# Start of ENTRIES SUPPLIED

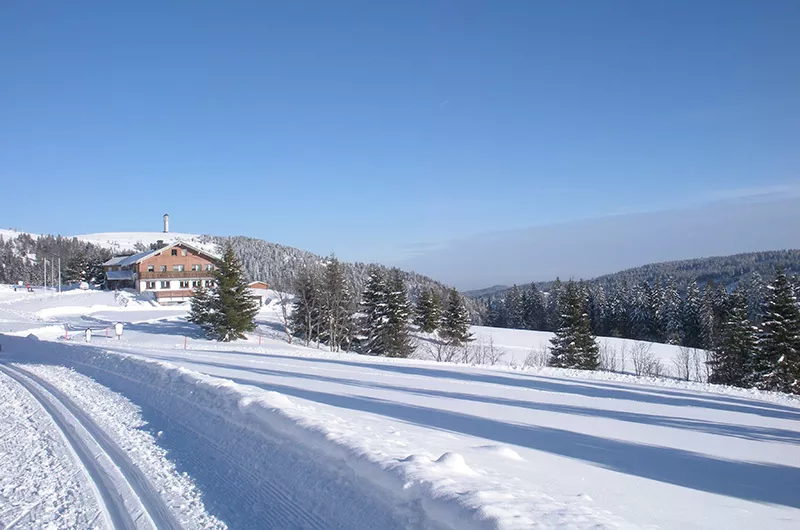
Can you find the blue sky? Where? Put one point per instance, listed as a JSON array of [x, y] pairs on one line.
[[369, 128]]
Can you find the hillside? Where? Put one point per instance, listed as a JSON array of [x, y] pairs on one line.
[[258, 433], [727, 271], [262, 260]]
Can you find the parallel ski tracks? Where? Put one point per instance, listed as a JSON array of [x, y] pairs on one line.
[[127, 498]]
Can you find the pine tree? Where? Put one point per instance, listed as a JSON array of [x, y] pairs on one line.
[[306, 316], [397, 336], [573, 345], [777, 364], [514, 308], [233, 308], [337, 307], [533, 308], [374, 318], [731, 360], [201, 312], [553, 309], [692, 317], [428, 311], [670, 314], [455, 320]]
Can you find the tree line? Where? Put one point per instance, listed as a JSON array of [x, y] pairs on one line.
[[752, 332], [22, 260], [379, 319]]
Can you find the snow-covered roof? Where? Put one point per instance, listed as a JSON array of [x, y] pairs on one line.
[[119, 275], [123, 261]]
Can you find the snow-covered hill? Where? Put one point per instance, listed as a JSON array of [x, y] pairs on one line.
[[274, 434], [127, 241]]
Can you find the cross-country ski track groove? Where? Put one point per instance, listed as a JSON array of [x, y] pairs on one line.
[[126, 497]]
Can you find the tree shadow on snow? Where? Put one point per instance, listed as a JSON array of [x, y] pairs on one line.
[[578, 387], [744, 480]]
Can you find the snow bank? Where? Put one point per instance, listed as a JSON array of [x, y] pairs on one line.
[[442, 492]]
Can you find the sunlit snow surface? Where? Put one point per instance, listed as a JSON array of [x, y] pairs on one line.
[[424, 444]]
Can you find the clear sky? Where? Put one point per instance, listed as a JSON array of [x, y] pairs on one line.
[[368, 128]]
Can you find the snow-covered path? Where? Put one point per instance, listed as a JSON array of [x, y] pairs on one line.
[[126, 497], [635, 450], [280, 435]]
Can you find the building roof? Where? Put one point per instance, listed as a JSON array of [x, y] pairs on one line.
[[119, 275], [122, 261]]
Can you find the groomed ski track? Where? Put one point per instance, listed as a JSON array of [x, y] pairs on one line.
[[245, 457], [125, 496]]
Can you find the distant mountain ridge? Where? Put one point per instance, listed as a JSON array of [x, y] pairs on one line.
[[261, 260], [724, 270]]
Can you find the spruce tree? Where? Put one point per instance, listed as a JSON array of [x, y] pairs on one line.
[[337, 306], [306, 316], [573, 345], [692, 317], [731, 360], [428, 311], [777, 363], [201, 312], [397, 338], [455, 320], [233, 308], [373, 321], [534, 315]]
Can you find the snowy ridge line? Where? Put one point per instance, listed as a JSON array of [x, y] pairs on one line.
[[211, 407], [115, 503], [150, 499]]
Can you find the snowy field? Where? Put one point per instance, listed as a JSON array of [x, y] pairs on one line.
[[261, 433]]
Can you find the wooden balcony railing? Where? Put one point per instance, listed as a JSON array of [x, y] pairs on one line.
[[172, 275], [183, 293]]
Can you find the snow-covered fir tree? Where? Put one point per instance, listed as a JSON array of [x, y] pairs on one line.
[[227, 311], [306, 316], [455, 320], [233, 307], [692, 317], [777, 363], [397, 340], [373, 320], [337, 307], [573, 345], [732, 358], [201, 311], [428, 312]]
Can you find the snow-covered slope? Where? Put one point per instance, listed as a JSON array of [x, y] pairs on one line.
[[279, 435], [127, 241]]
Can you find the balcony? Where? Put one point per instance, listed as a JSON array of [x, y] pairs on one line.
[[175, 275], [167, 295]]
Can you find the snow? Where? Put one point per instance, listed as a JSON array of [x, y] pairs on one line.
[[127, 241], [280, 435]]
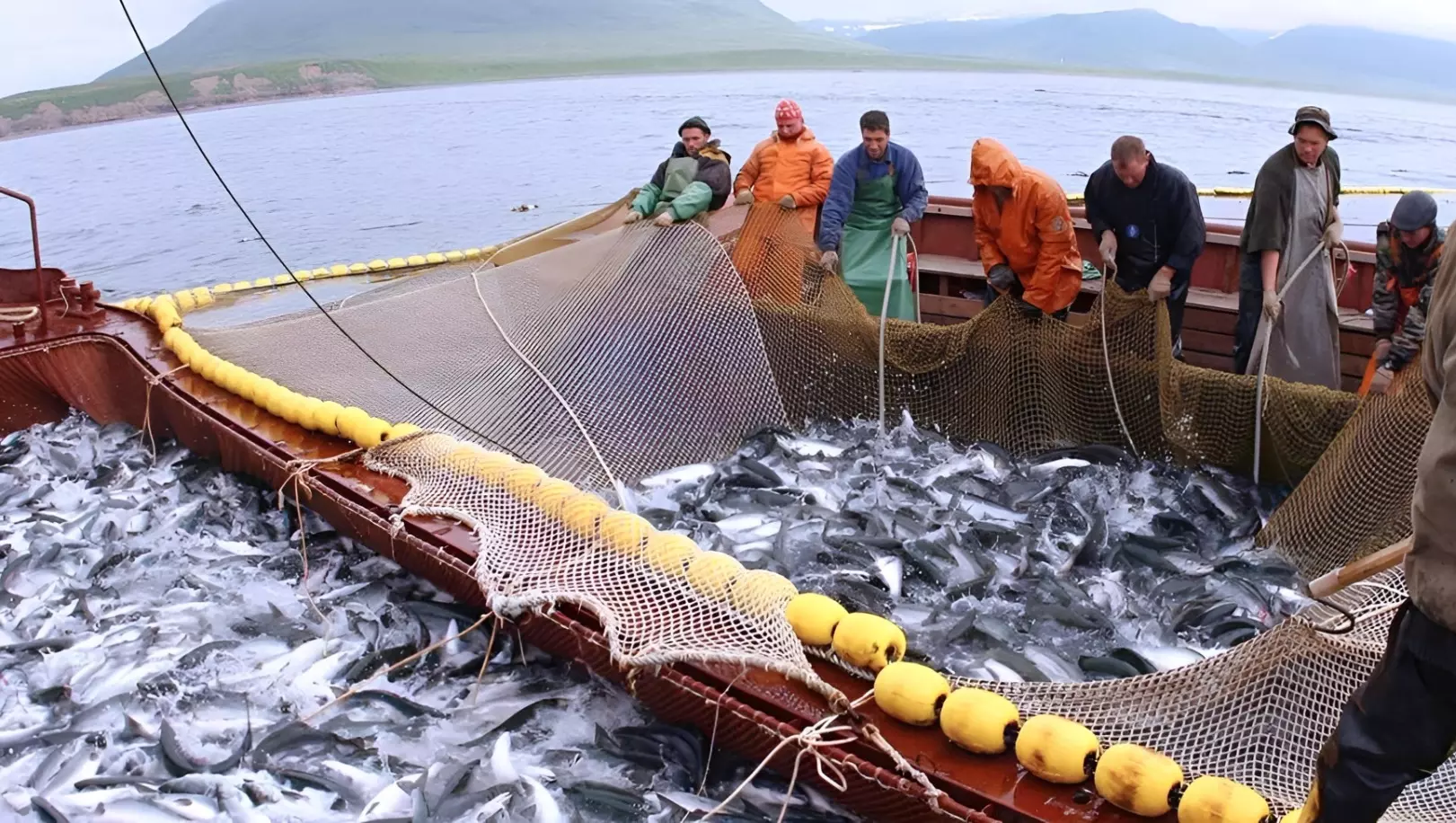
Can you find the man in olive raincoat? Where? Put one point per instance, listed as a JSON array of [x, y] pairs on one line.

# End of ENTRIES SUPPLIED

TASK PROMPT - Pictures are excluded; output everything else in the data verbatim.

RESPONSE BELOW -
Can you find the blue sky? Where? Put one point per instance, listed as a JSON array of [x, y] pairs on one line.
[[369, 128]]
Can you find the hillside? Where? Put one point per instance, listed as a JSON array of [x, y] pairs on one line.
[[258, 433], [727, 271], [262, 260]]
Can you find the parallel ski tracks? Where? Put one point per instance, listed as a JSON array of [x, y] pairs on one line.
[[127, 498]]
Can you find the pine tree? Where? Put one point per instance, listed as a JSON array of [x, y] pairs on one line.
[[306, 316], [397, 336], [573, 345], [777, 364], [514, 308], [233, 308], [337, 307], [533, 308], [374, 318], [731, 360], [201, 312], [553, 309], [692, 317], [428, 311], [670, 314], [455, 320]]
Can you find the tree line? Where? Put one point per instance, listed as a JSON array of [x, y] pairs on one line.
[[752, 332], [22, 260], [379, 319]]
Can you find the snow-covered roof? Where? Put one point per instance, listed as a JSON array of [x, y] pairs on one line.
[[119, 275], [123, 261]]
Can you find the snow-covered hill? Where? Put one point per instance, listed as a JSON array of [x, y] pairs on one line.
[[274, 434], [127, 241]]
Can you find the cross-country ski track groove? Where? Put one point per instance, listed as a JSON array of [x, y] pairs on one line.
[[126, 497]]
Can you find the tree shadow on snow? Where? Put one point per instance, listed as a JSON array of [x, y] pairs on one line.
[[578, 387], [744, 480]]
Can you find the snow bank? Where? Put one point per instance, listed as a JSON array of [x, y] pairs on one line.
[[442, 492]]
Can you find the sunlit snow surface? Where? Put one point per instance, listed as a JSON array of [x, y] pairs on one line.
[[424, 444]]
Can you find the clear sky? Where? Put one point per instance, listed as a JSON array of [x, y] pairs on one line.
[[368, 128]]
Can you find the snow-covered path? Where? Put one point per instance, listed as a JSON array of [x, y] pairs on one line.
[[126, 497], [635, 450], [280, 435]]
Can you find the building roof? Where? Put one point per instance, listed as a JSON array of [x, y] pairs on one line.
[[119, 275], [122, 261]]
Can you find the groomed ski track? Where? Put one point per instance, listed as a JSON array of [x, y] pairs on one line.
[[245, 457], [125, 496]]
Can you find the distant mountain ridge? Where? Put one point per instance, listed as a JSON array of [x, y] pairs on one line.
[[261, 260], [724, 270]]
Can you find the spruce tree? Where? Put one point per instance, listed as a JSON array of [x, y] pairs on one line.
[[337, 306], [306, 316], [573, 345], [692, 317], [731, 360], [428, 311], [777, 363], [201, 312], [397, 338], [455, 320], [233, 308], [373, 321], [534, 315]]
Can you find the snowy ridge line? Where? Put one point per instance, listed as a JSON array of [x, y] pairs on one line.
[[211, 407], [115, 503], [150, 499]]
Can you find the snowy field? Where? Put one point per instance, listed as a JSON array of [x, y] pairs on one line.
[[261, 433]]
Can you find the wooden balcony railing? Where? Put one point per instance, listed as a JSON array of [x, y] pairs on one line.
[[172, 275], [183, 293]]
Can you find the snow-covered fir tree? Where? Put one point per instance, listed as a JSON array of [x, y] pairs on one line.
[[227, 311], [306, 316], [455, 320], [233, 307], [692, 317], [777, 363], [397, 340], [373, 320], [337, 307], [573, 345], [732, 358], [201, 311], [428, 312]]
Can you find the snow-covered slope? Where? Put one point per instance, listed as a JSON array of [x, y] pairs on one line.
[[279, 435], [127, 241]]
Can you find the balcony? Where? Put one point per instance, listed as a JSON array of [x, y] pairs on one line.
[[175, 275], [167, 295]]
Can you find the snow? Where? Put one point per instance, listed as a JSON array of [x, y] pairs on one line.
[[127, 241], [280, 435]]
Can you find the man in olive raincoat? Where? Put one point per instance, listed as a JSON array of [x, y] pairs on one line.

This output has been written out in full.